**TEXT SHOWN:**
────────

AFTER THIS CLASS YOU’LL BE ABLE TO:

  • Brainstorm and plan a fine art photograph
  • Design a story with props and posing
  • Shoot an image that only exists in your imagination
  • Complete the vision in Adobe Photoshop
  • Self-critique your own work
  • Build a business from fine art photography
  • Approach galleries with confidence
  • Grow your own unique style and brand

ABOUT BROOKE'S CLASS:

Sometimes, creative vision is bigger than a camera can capture. In this class, learn how to turn imaginative ideas into physical fine art prints. From planning the shoot to assembling composites in post, work to turn the images in your dreams into a concrete photographic image. Go from a dreamer to a professional photographer with the help of artist Brooke Shaden.

Start with defining your style and building your creative vision in this three-day class. Then, learn tips and tricks for bringing that vision to life using posing and props. Go behind the scenes in nine live shoots ranging from self-portraiture to creating your own fairytale. Use posing, props, motion, and composition to tell a story.

While fine art photography isn't usually the first business model that comes to mind when considering a career in photography, Brooke shares how it's possible to earn a full-time living from your art. From building a brand to approaching fine art galleries, learn what you need to turn a passion for fine art photography into a career. As Brooke says, you can't stop because your best work is just ahead.

WHO THIS CLASS IS FOR:

  • Intermediate photographers ready to take fine art to the next level
  • Professional photographers looking to expand their storytelling and compositing skills
  • Fine art photographers at any skill level

SOFTWARE USED:

Adobe Photoshop, Adobe Lightroom

ABOUT YOUR INSTRUCTOR:

Brooke Shaden is a storyteller. The American fine art photographer is well-known in the art world for her dream-like, fairytale images. Her work often uses dark tones, heavy emotions, self-portraits, and juxtapositions. Working as a fine art photographer for more than a decade, she started her art journey after studying film in college and now teaches and speaks along with continuing her work. Brooke's work has been featured in dozens of gallery exhibitions, along with magazine and book covers and limited edition fine art prints. After growing up near an Amish community in the United States in Pennsylvania, she now lives in California.

────────

**RECORDED DATA:**
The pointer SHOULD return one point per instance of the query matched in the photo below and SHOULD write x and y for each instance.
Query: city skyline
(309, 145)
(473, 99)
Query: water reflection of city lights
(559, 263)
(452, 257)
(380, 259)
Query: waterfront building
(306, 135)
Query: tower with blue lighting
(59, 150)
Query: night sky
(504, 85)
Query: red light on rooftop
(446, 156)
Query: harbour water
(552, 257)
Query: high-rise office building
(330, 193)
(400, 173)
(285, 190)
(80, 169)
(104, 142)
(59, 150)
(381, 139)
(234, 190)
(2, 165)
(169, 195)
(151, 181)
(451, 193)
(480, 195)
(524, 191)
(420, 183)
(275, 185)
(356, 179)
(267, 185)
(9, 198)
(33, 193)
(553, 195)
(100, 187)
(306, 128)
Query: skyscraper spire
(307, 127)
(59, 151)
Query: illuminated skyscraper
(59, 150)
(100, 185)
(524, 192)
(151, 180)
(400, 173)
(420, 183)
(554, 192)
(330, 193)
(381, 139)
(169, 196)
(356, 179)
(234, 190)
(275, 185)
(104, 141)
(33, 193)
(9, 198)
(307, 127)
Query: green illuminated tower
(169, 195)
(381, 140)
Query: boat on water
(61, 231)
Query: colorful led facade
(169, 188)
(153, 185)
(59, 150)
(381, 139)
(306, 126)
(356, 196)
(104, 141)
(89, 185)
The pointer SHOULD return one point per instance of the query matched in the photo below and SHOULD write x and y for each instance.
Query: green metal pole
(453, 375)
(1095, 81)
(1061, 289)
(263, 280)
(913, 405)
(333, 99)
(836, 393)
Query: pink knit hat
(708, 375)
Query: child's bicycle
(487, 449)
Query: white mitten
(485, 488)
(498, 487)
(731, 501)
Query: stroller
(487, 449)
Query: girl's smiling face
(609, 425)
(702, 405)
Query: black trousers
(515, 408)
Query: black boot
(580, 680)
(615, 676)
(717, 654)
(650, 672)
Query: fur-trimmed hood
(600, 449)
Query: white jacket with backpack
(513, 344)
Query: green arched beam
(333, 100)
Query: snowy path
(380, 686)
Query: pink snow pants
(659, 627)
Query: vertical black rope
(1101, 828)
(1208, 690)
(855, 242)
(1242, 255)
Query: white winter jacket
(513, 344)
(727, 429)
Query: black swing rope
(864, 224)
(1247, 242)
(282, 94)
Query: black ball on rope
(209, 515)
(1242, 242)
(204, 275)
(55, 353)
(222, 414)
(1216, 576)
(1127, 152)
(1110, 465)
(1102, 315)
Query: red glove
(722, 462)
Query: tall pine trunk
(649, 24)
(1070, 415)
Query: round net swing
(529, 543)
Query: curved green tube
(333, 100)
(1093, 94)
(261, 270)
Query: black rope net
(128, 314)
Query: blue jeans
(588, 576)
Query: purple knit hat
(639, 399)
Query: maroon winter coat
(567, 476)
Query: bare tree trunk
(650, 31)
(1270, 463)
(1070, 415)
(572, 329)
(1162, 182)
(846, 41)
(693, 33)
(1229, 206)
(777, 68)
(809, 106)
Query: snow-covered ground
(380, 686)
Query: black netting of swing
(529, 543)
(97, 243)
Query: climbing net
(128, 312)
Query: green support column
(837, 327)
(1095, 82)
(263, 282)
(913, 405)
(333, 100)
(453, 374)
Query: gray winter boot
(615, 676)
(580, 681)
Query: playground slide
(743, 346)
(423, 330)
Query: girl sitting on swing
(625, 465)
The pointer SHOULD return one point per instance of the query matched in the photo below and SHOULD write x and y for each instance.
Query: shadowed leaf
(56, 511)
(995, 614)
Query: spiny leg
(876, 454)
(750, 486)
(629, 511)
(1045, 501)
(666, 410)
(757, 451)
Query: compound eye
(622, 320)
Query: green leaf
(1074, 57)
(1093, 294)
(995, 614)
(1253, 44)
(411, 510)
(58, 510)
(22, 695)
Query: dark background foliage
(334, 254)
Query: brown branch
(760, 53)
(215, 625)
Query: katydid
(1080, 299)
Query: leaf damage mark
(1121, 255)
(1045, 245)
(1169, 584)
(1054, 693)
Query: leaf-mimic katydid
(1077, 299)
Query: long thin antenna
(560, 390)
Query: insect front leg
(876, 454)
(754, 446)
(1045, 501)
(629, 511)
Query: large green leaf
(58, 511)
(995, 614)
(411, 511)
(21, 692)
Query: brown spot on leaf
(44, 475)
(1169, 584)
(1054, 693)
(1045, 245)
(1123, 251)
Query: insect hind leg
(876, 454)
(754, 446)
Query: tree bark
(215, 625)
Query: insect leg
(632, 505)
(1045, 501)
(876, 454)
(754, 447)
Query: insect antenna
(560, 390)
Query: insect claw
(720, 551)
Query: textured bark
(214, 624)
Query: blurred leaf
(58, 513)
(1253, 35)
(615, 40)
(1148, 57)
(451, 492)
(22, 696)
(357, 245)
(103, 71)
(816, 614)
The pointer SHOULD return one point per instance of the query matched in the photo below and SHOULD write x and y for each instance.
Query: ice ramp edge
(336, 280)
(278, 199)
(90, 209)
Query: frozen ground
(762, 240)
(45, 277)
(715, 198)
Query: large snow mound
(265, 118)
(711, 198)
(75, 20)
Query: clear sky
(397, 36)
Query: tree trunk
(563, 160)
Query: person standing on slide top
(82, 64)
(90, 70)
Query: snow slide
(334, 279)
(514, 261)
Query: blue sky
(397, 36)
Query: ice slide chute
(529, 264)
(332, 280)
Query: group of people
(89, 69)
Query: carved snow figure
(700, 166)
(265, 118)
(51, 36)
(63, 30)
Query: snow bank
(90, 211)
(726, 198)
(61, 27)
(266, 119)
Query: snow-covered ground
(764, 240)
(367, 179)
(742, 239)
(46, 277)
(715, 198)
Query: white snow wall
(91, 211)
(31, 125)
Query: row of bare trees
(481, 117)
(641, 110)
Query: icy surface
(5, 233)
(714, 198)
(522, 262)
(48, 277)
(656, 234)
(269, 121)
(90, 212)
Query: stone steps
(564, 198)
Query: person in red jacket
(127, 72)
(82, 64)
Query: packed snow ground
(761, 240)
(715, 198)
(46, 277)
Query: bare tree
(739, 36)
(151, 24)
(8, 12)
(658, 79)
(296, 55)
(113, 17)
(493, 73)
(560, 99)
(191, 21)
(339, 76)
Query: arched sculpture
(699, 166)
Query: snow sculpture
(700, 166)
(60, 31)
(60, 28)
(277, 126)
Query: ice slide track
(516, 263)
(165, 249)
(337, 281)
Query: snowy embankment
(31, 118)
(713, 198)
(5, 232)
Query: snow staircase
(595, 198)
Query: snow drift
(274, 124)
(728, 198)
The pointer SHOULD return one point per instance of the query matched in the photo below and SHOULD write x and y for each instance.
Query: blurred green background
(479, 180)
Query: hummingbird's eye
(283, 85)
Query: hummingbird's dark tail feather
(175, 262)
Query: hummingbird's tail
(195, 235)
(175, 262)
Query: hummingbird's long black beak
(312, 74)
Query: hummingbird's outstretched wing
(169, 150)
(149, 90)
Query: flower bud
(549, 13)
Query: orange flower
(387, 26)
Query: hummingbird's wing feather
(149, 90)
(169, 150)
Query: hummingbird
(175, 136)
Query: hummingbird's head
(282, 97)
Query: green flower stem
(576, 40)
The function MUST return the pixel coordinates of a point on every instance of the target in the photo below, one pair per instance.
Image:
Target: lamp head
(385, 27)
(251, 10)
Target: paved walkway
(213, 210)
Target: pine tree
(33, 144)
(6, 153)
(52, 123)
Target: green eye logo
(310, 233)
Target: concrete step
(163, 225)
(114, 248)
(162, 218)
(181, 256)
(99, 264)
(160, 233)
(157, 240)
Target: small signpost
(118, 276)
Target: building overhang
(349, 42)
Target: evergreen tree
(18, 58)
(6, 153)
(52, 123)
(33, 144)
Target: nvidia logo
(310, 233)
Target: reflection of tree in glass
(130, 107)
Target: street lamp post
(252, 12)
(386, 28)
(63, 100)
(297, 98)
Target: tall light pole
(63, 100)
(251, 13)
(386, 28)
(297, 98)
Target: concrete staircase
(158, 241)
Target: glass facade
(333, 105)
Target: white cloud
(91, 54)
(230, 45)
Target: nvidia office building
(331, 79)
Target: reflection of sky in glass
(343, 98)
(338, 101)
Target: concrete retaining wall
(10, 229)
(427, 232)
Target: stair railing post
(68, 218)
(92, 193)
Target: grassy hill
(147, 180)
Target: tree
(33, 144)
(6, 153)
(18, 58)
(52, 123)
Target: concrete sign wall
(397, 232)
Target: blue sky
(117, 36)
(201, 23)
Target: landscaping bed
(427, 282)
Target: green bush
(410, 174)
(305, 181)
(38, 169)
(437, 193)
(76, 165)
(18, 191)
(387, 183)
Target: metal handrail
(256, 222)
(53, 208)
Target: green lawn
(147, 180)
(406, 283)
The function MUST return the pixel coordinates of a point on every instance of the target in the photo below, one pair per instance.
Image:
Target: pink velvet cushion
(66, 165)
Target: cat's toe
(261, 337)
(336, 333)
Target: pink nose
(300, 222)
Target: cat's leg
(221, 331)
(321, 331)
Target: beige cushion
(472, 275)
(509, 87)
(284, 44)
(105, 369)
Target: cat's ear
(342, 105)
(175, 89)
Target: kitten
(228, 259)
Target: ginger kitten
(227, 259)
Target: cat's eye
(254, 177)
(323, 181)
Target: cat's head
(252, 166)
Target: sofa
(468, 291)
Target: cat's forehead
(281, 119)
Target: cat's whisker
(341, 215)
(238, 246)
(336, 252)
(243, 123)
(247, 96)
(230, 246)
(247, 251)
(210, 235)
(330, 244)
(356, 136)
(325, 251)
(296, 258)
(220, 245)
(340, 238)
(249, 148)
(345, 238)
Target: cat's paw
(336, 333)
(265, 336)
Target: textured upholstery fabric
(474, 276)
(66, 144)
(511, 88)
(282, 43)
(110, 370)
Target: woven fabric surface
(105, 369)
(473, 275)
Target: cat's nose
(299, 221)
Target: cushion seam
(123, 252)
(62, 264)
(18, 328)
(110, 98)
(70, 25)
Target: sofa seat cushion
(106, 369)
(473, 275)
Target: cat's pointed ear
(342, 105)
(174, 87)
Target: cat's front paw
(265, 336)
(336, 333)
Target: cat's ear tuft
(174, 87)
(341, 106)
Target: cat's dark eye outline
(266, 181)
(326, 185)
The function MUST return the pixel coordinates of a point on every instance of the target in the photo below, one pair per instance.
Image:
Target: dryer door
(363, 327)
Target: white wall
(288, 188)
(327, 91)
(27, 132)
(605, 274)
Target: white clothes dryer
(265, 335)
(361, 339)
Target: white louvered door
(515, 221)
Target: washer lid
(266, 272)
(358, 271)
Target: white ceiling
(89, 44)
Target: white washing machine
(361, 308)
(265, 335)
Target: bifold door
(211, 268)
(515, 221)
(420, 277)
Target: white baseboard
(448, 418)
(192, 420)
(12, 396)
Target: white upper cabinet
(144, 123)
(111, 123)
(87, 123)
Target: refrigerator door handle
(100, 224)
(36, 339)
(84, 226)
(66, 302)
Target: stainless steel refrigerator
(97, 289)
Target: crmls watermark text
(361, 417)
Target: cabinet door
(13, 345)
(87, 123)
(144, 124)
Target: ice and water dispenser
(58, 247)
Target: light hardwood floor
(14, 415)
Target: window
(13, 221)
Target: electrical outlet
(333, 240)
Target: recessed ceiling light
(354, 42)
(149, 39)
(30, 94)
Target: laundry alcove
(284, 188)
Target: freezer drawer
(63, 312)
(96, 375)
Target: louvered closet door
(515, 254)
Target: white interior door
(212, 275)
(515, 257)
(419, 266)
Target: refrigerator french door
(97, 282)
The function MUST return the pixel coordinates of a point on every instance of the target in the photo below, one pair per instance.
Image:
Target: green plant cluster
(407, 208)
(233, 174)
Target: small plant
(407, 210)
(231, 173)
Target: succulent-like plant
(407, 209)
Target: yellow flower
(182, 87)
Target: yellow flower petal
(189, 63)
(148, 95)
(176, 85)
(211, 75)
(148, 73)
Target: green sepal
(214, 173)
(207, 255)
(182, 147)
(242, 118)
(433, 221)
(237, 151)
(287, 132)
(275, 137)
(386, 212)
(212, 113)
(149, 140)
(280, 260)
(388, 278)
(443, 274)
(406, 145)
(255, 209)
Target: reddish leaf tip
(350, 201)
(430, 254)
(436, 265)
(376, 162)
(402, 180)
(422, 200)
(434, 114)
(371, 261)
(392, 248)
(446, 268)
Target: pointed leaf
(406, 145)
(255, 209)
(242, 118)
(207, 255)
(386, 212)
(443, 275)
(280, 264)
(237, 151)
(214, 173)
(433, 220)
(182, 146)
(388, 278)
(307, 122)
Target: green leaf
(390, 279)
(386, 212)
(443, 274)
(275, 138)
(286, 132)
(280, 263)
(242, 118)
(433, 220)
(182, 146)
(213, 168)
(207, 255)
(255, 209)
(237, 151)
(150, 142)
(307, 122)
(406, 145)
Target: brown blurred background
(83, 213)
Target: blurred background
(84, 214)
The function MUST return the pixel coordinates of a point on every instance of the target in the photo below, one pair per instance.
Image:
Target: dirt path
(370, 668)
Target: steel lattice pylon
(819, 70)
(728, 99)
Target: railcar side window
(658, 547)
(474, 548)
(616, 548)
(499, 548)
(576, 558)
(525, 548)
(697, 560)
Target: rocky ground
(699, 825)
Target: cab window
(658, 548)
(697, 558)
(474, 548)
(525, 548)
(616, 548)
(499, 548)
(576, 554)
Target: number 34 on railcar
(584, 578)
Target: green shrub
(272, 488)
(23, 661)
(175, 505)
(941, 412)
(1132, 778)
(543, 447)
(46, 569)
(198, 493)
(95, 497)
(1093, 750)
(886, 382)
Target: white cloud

────────

**WHAT TO DO:**
1 – Please rewrite the class description from "AFTER THIS CLASS" up to and including "artist Brooke Shaden.", replacing "imaginative" with "inventive".
2 – Answer these questions from the class description:
(a) Which software does the class use?
(b) How many live shoots does the class include?
(c) Where does Brooke Shaden now live?
Rely only on the class description, not the items.

**SET OF ANSWERS:**
1 –
AFTER THIS CLASS YOU’LL BE ABLE TO:

  • Brainstorm and plan a fine art photograph
  • Design a story with props and posing
  • Shoot an image that only exists in your imagination
  • Complete the vision in Adobe Photoshop
  • Self-critique your own work
  • Build a business from fine art photography
  • Approach galleries with confidence
  • Grow your own unique style and brand

ABOUT BROOKE'S CLASS:

Sometimes, creative vision is bigger than a camera can capture. In this class, learn how to turn inventive ideas into physical fine art prints. From planning the shoot to assembling composites in post, work to turn the images in your dreams into a concrete photographic image. Go from a dreamer to a professional photographer with the help of artist Brooke Shaden.

2 –
(a) Adobe Photoshop and Adobe Lightroom
(b) Nine
(c) California